> [Requests]:
• 1. In the Google patent search post, why does a search for "Larry" also turn up "Lany"?
• 2. Lay out the entries from the line containing "I'd appreciate your help finding the tree" through the line containing "[175,85,290,278]" as a two-column CSV with the columns request and answer, one row per request. Put each value in a single quoted field, and replace any line breaks with spaces.

> [Given text]:
Start
[AT] Semi OT: Patent search on Google

Larry D Goss rlgoss at evansville.net
Tue Jan 16 08:43:41 PST 2007


WOW!  Thanks, Mike.  I needed that -- really.  I'm currently doing some 
restoration on a grand piano and am having difficulty establishing the 
configuration of some missing parts.  I have to build them from scratch and 
having the patent drawings available is going to be a help.

It looks like they're using a super version of Adobe Acrobat for this work. 
What I see in the general action of the site has a definite look and feel of 
Adobe Acrobat 8 Professional.  On the OCR misspelling, the search engine 
does miss some of the occurrences of a character string from time to time, 
but I have also found that the search engine uses the OCR equivalent of the 
ASCII characters that you type, so therefore it makes the same mistakes 
during the search.  In searching for my own name using the Adobe engine, 
"Larry" comes out as either "Larry" or "Lany" and it finds both spellings.

It's too bad that the search engine on the Google patent site doesn't 
recognize columnar formatting.  The Adobe engine does.  What I'm tempted to 
do is to file the results of a patent search, convert it to a straight PDF 
file in Acrobat, and run the search again in that software to do a 
comparison.  But not today.  I have too many other irons in the fire.
End
> [Data extract]:
Start
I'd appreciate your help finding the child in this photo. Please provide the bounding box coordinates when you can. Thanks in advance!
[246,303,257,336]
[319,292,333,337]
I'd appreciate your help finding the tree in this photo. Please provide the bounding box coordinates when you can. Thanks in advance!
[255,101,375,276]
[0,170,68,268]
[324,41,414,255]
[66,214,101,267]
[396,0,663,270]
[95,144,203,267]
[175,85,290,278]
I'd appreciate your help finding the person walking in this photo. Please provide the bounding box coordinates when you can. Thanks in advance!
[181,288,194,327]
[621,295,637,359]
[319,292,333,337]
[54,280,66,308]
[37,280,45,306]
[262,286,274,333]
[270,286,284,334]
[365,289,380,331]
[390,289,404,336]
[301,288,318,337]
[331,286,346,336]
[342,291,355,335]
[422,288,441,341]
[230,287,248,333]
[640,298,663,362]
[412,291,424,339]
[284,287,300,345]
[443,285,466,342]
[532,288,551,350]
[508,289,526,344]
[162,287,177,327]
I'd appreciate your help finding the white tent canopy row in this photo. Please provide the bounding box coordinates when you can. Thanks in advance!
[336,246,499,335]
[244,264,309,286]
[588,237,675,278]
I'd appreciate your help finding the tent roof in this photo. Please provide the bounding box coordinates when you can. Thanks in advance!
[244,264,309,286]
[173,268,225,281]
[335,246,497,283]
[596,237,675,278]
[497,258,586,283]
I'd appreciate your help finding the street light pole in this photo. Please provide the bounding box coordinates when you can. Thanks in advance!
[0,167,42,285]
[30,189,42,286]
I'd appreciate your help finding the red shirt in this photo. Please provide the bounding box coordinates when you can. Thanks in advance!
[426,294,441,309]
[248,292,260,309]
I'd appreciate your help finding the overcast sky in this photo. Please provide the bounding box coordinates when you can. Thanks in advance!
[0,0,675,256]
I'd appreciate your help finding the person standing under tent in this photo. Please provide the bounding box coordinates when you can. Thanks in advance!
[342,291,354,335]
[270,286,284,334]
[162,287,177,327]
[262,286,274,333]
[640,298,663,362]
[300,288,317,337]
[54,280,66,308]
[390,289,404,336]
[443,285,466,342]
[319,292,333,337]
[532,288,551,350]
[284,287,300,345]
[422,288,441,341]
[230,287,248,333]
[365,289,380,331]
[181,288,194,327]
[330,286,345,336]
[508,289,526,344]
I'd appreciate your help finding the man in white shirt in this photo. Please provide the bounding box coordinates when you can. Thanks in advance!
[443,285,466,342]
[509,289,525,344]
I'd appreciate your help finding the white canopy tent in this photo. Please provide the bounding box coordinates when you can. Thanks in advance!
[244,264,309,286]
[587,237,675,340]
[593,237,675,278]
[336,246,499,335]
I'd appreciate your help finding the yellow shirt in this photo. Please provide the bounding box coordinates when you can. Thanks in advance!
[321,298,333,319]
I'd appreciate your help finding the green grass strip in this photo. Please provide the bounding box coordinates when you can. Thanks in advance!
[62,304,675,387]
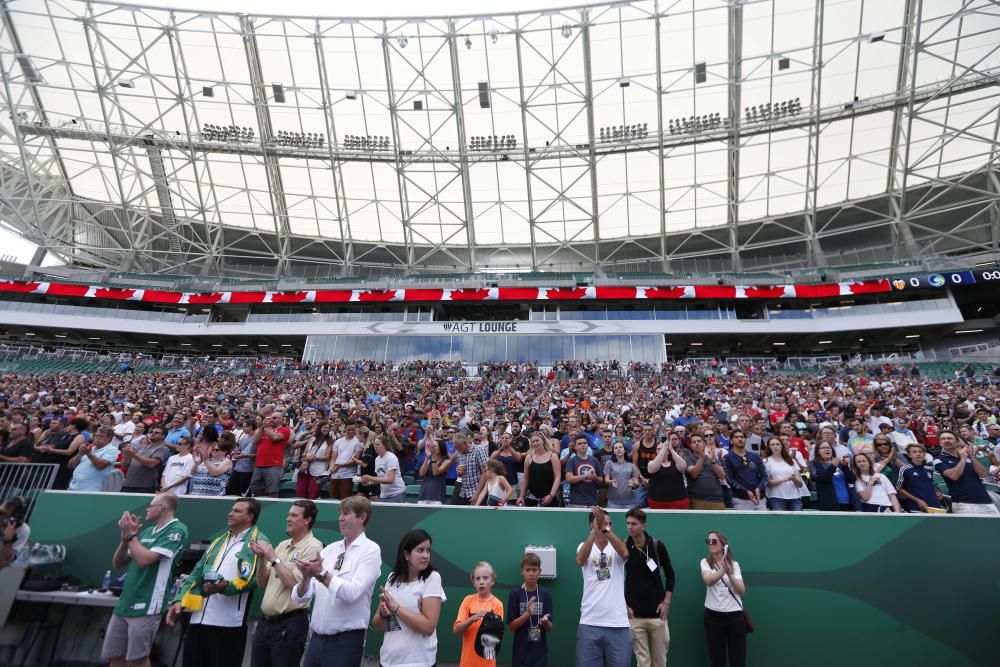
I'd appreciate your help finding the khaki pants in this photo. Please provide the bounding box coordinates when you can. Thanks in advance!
[628,618,670,667]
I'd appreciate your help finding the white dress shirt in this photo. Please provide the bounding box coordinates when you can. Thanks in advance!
[292,533,382,635]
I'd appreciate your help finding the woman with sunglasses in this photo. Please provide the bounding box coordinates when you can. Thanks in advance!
[701,530,747,667]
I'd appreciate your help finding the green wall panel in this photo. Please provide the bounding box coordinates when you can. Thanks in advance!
[31,492,1000,667]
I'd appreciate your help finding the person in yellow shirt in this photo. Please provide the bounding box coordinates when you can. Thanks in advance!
[453,561,503,667]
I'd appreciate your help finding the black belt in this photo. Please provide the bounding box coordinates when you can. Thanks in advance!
[705,607,743,616]
[261,609,309,623]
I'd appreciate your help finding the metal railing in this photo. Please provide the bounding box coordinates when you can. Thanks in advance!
[0,463,59,520]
End
> [Final results]:
• 1. The search engine converts the characters you type into their OCR equivalent, so it makes the same misreadings the OCR made. That is why "Larry" comes out as either "Larry" or "Lany" and the search finds both spellings.

• 2.
request,answer
"I'd appreciate your help finding the tree in this photo. Please provide the bounding box coordinates when you can. Thanks in advance!","[255,101,375,276] [0,170,68,268] [324,41,414,255] [66,214,101,267] [396,0,663,270] [95,144,203,267] [175,85,290,278]"